EXTRAIT DU DOCUMENT:

.....

Qu’est-ce que le voyage à impact positif ?

En quoi diffère-t-il de ce que l’association appelle « Voyage engagé » ?

Dans ce 1er épisode du podcast « De Vives Voies », on prend le temps de répondre à ces questions et on revient en détails sur le tour du monde à vélo réalisé par Siméon, ses grands apprentissages et les transformations personnelles qui en ont découlé !

On voit aussi comment, d’un film, On The Green Road est devenue l’association qui mêle voyage, écologie et média citoyen, et celle qui accompagne aujourd’hui au travers de Vaya Campus, de nombreux projets de voyages engagés !

Ecouter l’épisode :

A retrouver également sur Spotify, Apple Podcast et Deezer

Quels sont les  différents impacts du voyage ?

Siméon dresse dans cet épisode un état des lieux des usages du voyage de nos jours.

Il évoque notamment l’usage de l’avion. S’il était probablement une bonne idée de développer ce transport et de le rendre accessible au plus grand nombre après la 2nde guerre mondiale afin d’inciter à rencontrer les différences, et donc réduire le risque de guerre (c’est pour cette raison que le kérosène n’est pas taxé, nous informe Siméon), l’usage absolument massif qui en est fait aujourd’hui a des effets délétères et irréversibles sur l’ensemble du vivant.

.....

ENREGISTREMENTS EXTRAITS:
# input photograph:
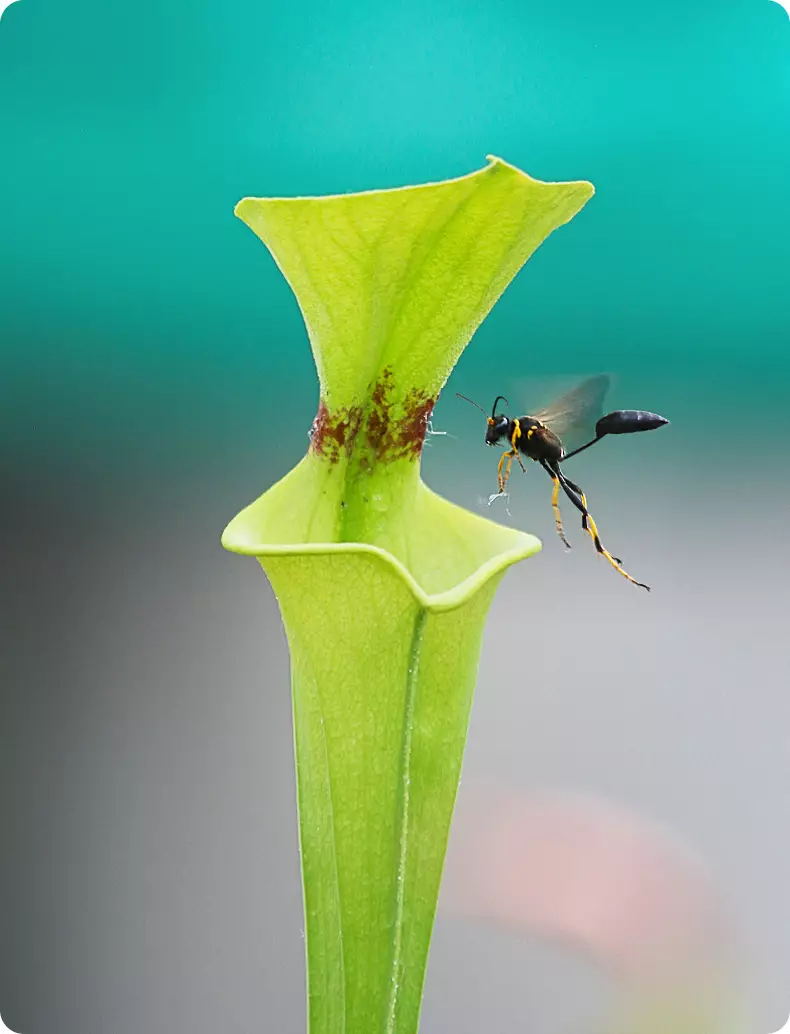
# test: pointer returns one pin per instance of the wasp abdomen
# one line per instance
(629, 421)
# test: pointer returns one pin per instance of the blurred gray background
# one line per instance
(156, 377)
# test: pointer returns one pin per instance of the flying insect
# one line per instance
(539, 437)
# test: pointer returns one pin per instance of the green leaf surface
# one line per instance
(383, 585)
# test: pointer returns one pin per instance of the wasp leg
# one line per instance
(503, 479)
(578, 498)
(555, 503)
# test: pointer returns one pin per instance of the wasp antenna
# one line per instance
(476, 404)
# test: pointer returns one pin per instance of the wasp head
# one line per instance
(497, 425)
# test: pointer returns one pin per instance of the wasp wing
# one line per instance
(573, 416)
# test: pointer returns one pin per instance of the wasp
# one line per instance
(539, 437)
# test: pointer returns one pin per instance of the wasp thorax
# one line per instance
(497, 428)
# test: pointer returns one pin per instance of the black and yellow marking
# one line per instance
(509, 456)
(580, 502)
(557, 516)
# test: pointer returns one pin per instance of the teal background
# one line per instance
(156, 376)
(140, 320)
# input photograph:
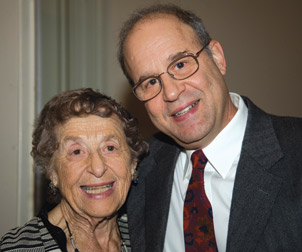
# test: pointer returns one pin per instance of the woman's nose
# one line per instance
(97, 165)
(171, 88)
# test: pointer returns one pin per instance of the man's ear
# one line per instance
(218, 56)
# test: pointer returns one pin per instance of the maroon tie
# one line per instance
(198, 218)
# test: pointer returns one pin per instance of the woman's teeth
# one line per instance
(187, 109)
(97, 189)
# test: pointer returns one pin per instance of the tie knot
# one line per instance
(198, 158)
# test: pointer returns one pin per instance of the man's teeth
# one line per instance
(182, 112)
(97, 189)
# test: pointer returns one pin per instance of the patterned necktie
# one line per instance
(198, 219)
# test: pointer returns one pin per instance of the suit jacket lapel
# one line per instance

.....

TÂCHES À RÉALISER:
1: Repérez dans les enregistrements chaque ligne contenant la chaîne « wasp » et recopiez-la.
2: Poursuivez le texte sur le voyage à impact positif après sa dernière phrase.
Le texte et les enregistrements n’ont aucun lien entre eux.

RÉPONSES ATTENDUES:
1:
# test: pointer returns one pin per instance of the wasp abdomen
# test: pointer returns one pin per instance of the wasp leg
# test: pointer returns one pin per instance of the wasp antenna
# test: pointer returns one pin per instance of the wasp head
# test: pointer returns one pin per instance of the wasp wing
# test: pointer returns one pin per instance of the wasp
# test: pointer returns one pin per instance of the wasp thorax

2:
On parle souvent de l’importance de son impact carbone. A raison ! Selon l’ADEME*, le transport aérien a représenté 5.3% des émissions de GES de la France en 2019, ce qui est 2,2 fois plus qu’il y a 30 ans. D’après le média Bon Pote**, un vol Paris-New York aller-retour représente environ 2 tonnes CO2eq par passager, l’empreinte carbone individuelle souvent citée comme celle à ne pas dépasser si on souhaite limiter le réchauffement climatique autour des 1.5 degrés à l’horizon 2050.

On en parle moins mais le transport aérien a aussi, comme l’indique l’agence de la transition écologique, d’autres effets que celui provoqué sur le climat : la pollution de l’air, la diminution de la biodiversité et l’artificialisation des sols causées par la construction et l’extension des aéroports ou encore les nuisances sonores.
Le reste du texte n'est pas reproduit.